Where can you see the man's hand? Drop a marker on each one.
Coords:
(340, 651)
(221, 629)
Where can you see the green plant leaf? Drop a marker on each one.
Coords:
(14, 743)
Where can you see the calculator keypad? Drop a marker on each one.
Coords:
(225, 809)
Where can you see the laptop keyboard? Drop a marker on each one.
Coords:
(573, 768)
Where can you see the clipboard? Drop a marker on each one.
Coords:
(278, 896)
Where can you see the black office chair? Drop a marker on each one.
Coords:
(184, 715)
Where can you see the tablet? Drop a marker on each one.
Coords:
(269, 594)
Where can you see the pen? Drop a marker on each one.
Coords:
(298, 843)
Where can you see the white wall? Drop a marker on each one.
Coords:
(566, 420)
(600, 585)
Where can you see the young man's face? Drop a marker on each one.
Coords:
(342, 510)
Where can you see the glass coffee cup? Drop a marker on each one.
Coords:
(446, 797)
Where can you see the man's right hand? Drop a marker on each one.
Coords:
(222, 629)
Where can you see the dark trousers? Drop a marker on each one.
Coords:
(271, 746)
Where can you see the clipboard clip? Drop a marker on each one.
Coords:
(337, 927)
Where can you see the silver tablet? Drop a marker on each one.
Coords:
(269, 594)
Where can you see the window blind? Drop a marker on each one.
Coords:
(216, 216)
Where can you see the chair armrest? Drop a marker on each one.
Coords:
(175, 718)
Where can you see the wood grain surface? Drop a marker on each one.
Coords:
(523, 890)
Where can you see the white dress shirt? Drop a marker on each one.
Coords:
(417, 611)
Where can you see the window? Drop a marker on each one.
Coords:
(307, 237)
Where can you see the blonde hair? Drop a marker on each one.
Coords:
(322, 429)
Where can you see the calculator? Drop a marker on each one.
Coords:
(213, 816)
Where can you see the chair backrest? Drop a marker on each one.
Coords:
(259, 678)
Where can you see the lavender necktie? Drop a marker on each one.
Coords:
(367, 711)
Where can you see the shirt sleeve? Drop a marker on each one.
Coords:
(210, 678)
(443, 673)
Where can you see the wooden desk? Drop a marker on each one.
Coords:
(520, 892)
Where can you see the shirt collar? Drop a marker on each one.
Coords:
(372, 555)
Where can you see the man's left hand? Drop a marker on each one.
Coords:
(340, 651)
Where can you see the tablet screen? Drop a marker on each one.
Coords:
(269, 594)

==

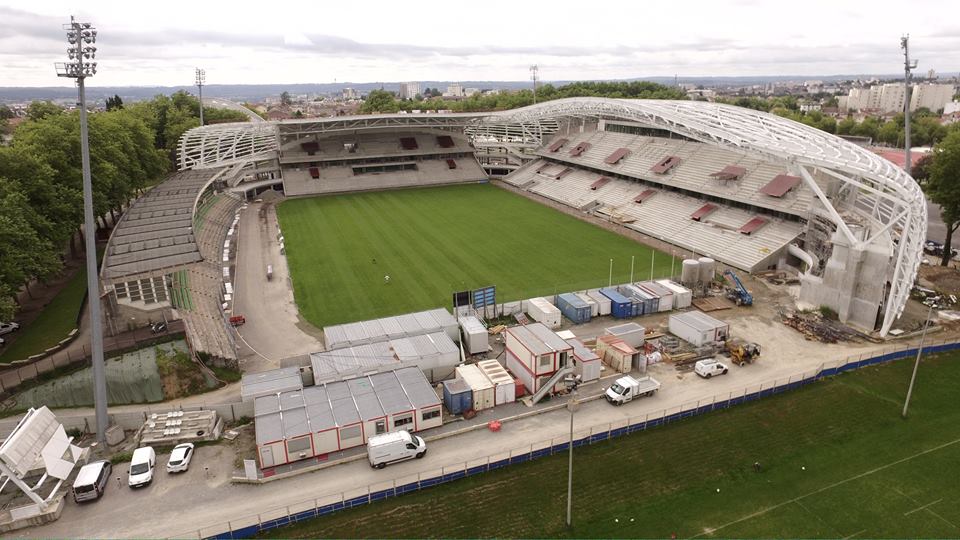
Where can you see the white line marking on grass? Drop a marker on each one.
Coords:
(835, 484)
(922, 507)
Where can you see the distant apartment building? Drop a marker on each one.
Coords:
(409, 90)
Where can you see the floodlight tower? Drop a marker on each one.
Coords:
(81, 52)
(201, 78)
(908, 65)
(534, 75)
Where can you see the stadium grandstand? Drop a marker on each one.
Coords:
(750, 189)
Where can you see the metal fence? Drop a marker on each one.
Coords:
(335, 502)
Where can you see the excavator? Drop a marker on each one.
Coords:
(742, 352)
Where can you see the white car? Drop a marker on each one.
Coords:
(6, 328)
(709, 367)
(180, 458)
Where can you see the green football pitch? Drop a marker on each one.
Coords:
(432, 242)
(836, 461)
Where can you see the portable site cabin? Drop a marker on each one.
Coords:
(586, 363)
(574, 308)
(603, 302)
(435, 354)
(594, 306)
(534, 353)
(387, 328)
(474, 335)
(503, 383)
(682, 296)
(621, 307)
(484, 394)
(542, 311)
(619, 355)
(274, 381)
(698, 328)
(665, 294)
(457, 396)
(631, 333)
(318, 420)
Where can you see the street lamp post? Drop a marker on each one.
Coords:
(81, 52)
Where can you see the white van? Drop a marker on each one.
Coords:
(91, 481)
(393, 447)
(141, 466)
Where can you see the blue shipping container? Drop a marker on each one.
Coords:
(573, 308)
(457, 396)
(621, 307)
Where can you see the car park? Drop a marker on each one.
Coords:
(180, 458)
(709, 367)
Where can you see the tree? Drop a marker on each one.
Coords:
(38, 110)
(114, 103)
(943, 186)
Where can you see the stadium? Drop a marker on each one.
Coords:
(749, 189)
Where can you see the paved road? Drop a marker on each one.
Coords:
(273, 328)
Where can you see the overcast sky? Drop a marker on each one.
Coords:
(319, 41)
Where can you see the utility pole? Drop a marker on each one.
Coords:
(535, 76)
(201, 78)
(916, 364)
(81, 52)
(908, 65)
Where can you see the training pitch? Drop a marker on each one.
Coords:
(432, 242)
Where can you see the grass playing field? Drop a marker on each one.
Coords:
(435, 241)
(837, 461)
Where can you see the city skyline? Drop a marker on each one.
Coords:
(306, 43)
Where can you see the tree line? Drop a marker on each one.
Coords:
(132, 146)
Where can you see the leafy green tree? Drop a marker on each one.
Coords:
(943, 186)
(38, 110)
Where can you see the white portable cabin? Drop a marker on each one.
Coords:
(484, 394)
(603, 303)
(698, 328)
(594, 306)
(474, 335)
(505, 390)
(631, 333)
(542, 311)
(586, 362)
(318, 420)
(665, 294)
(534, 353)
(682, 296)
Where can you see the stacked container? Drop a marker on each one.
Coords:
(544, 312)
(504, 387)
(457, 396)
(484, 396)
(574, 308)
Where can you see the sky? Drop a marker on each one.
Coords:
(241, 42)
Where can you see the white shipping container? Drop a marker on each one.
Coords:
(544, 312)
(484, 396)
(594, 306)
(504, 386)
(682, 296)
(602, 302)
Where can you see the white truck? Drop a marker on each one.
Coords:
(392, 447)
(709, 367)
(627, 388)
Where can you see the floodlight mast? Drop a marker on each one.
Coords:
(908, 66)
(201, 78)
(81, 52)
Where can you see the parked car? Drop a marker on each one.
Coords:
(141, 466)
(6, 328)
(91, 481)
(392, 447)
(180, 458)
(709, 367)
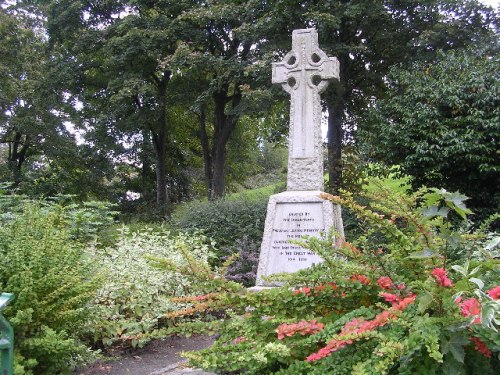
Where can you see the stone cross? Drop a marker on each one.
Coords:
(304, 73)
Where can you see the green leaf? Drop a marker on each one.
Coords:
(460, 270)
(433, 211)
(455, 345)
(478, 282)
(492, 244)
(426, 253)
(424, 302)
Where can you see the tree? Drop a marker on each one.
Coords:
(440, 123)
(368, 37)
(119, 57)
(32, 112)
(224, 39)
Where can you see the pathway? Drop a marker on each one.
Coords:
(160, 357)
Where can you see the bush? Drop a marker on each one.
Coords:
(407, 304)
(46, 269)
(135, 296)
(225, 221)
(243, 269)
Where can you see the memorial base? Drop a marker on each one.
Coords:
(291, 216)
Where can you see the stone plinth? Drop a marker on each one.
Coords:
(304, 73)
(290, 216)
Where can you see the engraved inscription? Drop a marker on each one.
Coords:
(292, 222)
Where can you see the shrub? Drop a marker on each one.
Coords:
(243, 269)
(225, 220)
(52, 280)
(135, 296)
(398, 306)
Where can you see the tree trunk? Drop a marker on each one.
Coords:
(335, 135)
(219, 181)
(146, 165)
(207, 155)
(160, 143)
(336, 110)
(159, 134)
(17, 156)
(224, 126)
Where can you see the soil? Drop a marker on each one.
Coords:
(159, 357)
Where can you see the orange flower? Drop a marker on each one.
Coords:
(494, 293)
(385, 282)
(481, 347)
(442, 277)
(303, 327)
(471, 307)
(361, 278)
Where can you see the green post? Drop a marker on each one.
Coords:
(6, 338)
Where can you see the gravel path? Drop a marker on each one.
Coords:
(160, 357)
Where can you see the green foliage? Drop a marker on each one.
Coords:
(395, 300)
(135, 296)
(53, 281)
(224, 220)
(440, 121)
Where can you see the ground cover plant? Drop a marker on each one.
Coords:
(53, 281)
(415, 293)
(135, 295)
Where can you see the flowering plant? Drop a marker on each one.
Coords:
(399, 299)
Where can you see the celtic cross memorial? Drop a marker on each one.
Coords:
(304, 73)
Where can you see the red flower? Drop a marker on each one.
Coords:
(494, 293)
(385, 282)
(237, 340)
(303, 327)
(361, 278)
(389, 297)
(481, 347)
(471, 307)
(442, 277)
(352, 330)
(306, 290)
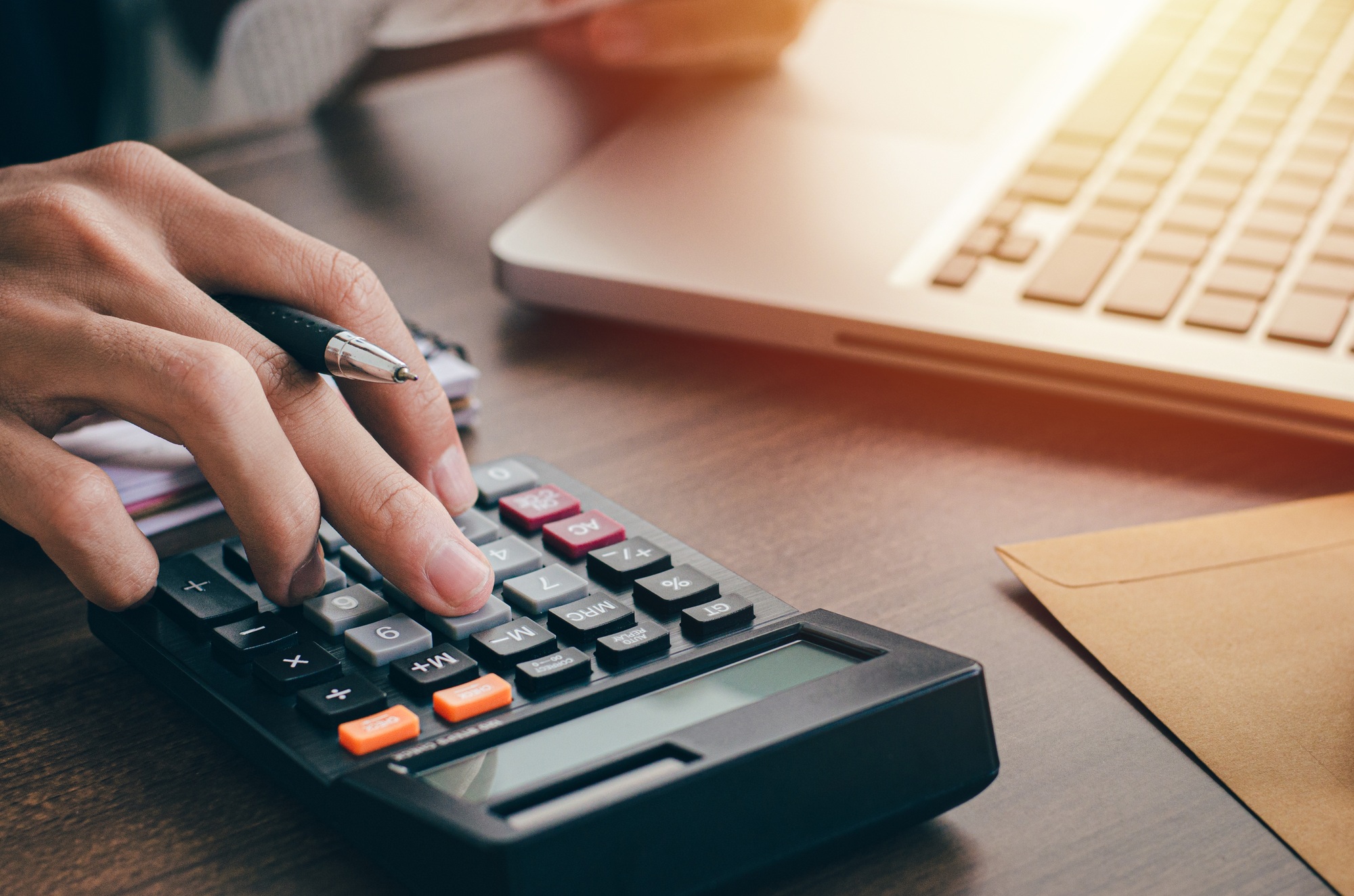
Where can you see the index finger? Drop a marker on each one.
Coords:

...

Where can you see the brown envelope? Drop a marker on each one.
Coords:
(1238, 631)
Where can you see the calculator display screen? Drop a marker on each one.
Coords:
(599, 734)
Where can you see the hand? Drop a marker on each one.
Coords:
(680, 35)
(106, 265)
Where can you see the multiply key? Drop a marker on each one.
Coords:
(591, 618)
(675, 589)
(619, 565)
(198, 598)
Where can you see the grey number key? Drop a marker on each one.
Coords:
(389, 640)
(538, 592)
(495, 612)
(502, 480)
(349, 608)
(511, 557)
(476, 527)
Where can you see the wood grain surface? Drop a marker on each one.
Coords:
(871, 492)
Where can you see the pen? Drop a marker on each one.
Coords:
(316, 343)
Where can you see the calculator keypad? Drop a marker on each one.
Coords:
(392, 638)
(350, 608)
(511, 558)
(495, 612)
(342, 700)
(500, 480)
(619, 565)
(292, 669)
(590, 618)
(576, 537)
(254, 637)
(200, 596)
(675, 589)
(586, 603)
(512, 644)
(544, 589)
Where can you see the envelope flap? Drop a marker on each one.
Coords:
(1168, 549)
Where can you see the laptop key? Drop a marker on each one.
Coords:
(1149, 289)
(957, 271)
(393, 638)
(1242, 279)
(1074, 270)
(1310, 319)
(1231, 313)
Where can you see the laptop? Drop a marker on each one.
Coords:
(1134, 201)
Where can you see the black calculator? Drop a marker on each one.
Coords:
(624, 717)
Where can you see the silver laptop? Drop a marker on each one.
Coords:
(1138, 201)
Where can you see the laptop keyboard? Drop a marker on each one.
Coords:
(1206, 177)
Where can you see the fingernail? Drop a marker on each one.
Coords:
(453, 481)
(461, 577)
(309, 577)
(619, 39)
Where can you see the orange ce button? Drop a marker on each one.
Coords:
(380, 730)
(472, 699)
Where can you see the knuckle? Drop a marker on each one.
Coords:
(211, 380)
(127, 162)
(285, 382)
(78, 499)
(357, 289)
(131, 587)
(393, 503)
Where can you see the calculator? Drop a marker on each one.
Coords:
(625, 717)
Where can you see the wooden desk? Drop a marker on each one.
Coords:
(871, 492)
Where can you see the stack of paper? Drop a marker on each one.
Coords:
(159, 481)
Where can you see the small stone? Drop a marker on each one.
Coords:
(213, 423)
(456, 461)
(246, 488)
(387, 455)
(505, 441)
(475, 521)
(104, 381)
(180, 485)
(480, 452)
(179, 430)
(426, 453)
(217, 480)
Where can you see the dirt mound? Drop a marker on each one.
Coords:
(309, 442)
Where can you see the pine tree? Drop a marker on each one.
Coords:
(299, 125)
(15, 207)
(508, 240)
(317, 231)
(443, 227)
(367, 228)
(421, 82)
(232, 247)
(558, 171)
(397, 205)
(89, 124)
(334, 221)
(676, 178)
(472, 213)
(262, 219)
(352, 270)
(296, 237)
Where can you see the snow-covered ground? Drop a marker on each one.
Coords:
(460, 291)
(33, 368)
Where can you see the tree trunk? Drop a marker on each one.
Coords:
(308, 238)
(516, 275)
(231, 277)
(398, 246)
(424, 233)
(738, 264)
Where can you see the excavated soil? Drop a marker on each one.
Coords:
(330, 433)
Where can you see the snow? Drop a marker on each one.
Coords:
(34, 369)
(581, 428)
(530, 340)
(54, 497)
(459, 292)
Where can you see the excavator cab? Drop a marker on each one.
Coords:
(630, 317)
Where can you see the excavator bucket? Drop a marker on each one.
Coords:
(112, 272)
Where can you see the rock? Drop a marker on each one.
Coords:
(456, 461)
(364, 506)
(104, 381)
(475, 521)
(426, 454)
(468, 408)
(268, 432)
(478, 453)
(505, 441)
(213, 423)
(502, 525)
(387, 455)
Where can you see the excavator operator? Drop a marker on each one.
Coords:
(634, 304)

> **Aim**:
How many lines of the records contain the word "cross"? Case counts; reply with the number only.

> **Problem solution**:
2